Social-democracia ? (-por Joana Lopes, 28/8/2014)
Onde é que ela já vai ! E não volta – digo eu e há muito tempo. O que se passa em França é paradigmático. O passado já foi, para a frente é que é o caminho, mesmo que ainda não se veja claramente como será.
A propósito do caso francês (remodelação de governo "pragmático"), Fernando Sobral, no
Negócios de hoje: «A
social-democracia europeia perdeu-se entre a globalização e o projecto europeu e nunca mais conseguiu encontrar um caminho próprio.
Não entendeu que estes dois factos, em conjunto, enfraqueceram o controle do Estado sobre os mercados e privilegiaram a economia face aos factores políticos e sociais. O seu castelo encantado, o Estado social, ficou assim refém de decisões alheias. Perdendo-se nesse novo mundo, a social-democracia foi incapaz de descobrir um sonho que atraísse os cidadãos.
Aquilo que se está a passar em França, com o catavento François Hollande, que de tanto andar à roda há-de cair estatelado no chão, evidencia esta falência. Há pouco mais de um mês, Manuel Valls, explicava a quem o queria ouvir o que era esta "nova social-democracia" que está agora reflectida no novo governo francês: "os franceses não estão interessados se é um programa das esquerdas ou das direitas. Querem pragmatismo. A esquerda pode morrer se não se reinventa, se renuncia ao progresso". Ou seja, a "nova social-democracia" não é de esquerda ou de direita: de manhã pode ser Jekyll e à tarde Hyde. Desde que conquiste e permaneça no poder. E que seja pragmática. Valores? Esqueçamos. Sendo assim, a esquerda passa a ser idêntica à direita.
A escolha dos cidadãos passa a ser sobre quem acham mais competente para CEO e para CFO. Essa insolvência ideológica torna a social-democracia incapaz de perceber porque os Estados estão hoje reféns dos mercados, e a Argentina é incapaz de pagar as dívidas porque um juiz americano (ou uma estranha arbitragem...) decide como e quando elas devem ser pagas.

(O que se pede):
(a) Repita o trecho do texto sobre a social-democracia que vai de "Não entendeu que" a "atraísse os cidadãos.".
(b) No texto sobre a social-democracia, o que é descrito como o "castelo encantado" da social-democracia?

(Entradas):

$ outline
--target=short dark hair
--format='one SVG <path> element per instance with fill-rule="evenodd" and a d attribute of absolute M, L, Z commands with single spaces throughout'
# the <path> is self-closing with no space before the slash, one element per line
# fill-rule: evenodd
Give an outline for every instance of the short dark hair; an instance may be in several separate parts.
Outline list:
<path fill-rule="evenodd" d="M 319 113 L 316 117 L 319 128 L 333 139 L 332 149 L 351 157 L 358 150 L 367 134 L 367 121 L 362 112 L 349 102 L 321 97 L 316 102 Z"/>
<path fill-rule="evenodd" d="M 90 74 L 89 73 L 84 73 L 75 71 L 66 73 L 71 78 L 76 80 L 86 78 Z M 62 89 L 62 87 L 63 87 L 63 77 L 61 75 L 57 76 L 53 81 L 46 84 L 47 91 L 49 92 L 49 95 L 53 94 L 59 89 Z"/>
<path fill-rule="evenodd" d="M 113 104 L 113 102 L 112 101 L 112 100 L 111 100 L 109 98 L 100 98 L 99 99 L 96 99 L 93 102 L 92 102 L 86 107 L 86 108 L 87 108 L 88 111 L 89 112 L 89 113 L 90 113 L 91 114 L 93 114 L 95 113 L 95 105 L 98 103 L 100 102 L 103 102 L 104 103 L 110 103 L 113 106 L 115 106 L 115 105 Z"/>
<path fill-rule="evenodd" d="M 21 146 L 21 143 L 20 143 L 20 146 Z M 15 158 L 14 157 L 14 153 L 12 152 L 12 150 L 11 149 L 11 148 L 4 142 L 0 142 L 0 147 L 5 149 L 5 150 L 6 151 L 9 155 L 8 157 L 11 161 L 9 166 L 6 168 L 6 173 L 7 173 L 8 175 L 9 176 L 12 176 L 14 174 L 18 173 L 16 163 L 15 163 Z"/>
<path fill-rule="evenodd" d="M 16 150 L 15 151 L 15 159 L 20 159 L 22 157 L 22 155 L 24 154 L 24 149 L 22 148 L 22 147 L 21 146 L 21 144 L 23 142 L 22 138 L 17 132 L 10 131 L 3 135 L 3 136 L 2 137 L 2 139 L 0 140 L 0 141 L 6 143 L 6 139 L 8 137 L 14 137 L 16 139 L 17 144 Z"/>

(Conjunto de respostas):
(a)
Não entendeu que estes dois factos, em conjunto, enfraqueceram o controle do Estado sobre os mercados e privilegiaram a economia face aos factores políticos e sociais. O seu castelo encantado, o Estado social, ficou assim refém de decisões alheias. Perdendo-se nesse novo mundo, a social-democracia foi incapaz de descobrir um sonho que atraísse os cidadãos.

(b) O Estado social.